* _Aim of the exercise_
Decide whether each statement below agrees with the blog post on separating twins that follows. Answer yes or no for each and quote the words of the post that decide it.
1. The writer first learned of the book through NPR.
2. The writer's twins currently share a bedroom.
3. The researchers studied the women until they were five years old.

* _Source text_
Wednesday, March 3, 2010
In some discussions with people this week, I realized I hadn't reviewed this book yet here. I originally heard about it on npr (not surprisingly), and was fascinated. At this link, there is a brief story about the book and an excerpt.
As the mother, I can't imagine separating my twins. Yes, they currently have separate rooms, but not raising them together, not allowing them to interact. Not allowing them to know from an early age that they have a sibling born on the same day.
I can't imagine the ethics of separating twins either. It's true, the first few months of their lives were really, really difficult for me. Having one newborn is difficult enough - but two is even more difficult. Because they don't sleep at the same time!
Before reading this book, I didn't think separating twins was a good idea. Afterwards, I find I disagree with it strongly. Particularly separating twins for research - no matter how valuable the data gained may be.
I am also someone who supports psychological research into mental health and illness. Also I support research into the genetic causes for various diseases and behaviors. It is important.
We can draw lines with experimenting on human beings and we should. If experiementation is done, it needs to have the proper consent and review by ethics panels. This is definitely something worth talking about as a society (where the lines are) - because it's not always clear. If the research may harm the participants, the proposal should be denied. Of course, harm is also difficult to define - again, why the panels and review are important.
Finally, I believe that the archives should be opened so these women can see the research findings on them personally. The researchers studied them until they were a year old, but I think they have a right to that information.
I believe the archives are currently closed for another thirty to fifty years. And there were other adoptees who were studied, separately, for longer. Some who may not realize that they have a twin sibling. It seems like the plot of a gothic novel, but it was real, and the people involved were genuine.
In the end, again, I know the "nature vs. nurture" question is compelling. For some things, however, does it matter why? Some things are the way they are. There aren't any easy answers, obviously, if there were we would have found them already.

* _The data_
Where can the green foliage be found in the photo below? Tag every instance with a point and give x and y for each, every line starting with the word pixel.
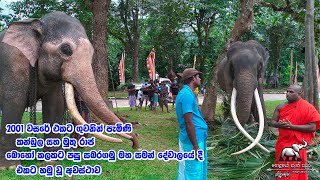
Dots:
pixel 175 39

* _Exercise solution_
1. Yes: "I originally heard about it on npr"
2. No: "they currently have separate rooms"
3. No: "The researchers studied them until they were a year old"